Extract to read below:
The transcription of 12 of these novel transcripts could be verified by analyzing the RNA-seq data. This includes the bacterial RNase P class A (SLIV_26257), the bacterial signal recognition particle RNA (SLIV_18113), and the tmRNA (SLIV_22873), which are conserved in all bacteria, as well as the 6C RNA (SLIV_20498), which is conserved in all actinobacteria.
Improving the Annotation of Coding Regions by Correcting Wrongly Predicted Translation Start Sites
Due to the high G + C content of the S. lividans TK24 genome and the resulting fewer AT-rich stop codons, N-terminally extended ORFs are erroneously predicted (Hyatt et al., 2010). For this reason, translational start sites were manually corrected using the TSS predictions resulting from the RNA-seq data (Supplementary Table 2). In total, 335 start codons were changed, of which 48% were wrongly predicted ATG, 46% GTG and 6% TTG start codons. After TLS correction, the total amount of ATG start codons was increased to 55.4%, whereas the number of GTG and TTG start codons was decreased to 40.8% and 3.9% respectively.
Furthermore, 80 CDS were removed due to disagreements in the RNA-seq data (e.g., transcription on the opposite strand) and 116 novel CDS were annotated (Supplementary Table 1). About 26.7% of the novel annotated CDS are transcribed leaderless, and 30.2% have a 5′UTR. For the remaining 46.5% of the novel CDS, no TSS could be assigned or the genes are located in an operon. For 78 of the 116 novel CDS (67.2%) a homologous protein-coding gene in the genome of S. coelicolor A3(2) could be found by BLASTX search (Altschul et al., 1997).
Identification of Transcription Start Sites Through RNA-seq of 5′-Ends of Native Transcripts
To ensure a high annotation quality of the S. lividans TK24 genome, an RNA-seq data set enriched for native 5′-transcript ends and whole transcriptome datasets were used for the refinement. The sequencing of the 5′-transcript end library revealed 2.5 million reads mapping to the S. lividans TK24 genome. For the whole transcriptome sequencing around 191 million reads were mapped on the genome. For this, transcriptomes were sequenced from two cultivations in two different media and at three different time points as described previously (Tsolis et al., 2019). This data set can be used to identify transcribed (novel) genes, operon structures and small or antisense RNAs.
End of Extract to read.
In the text on the S. lividans TK24 genome, how many start codons were changed in total?
Data section below:
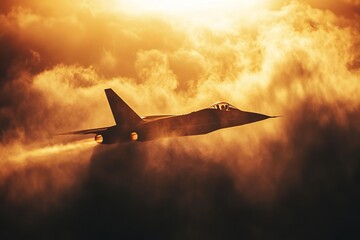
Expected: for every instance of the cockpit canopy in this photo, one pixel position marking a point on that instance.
End of Data section.
- **Exercise response**
335 start codons were changed.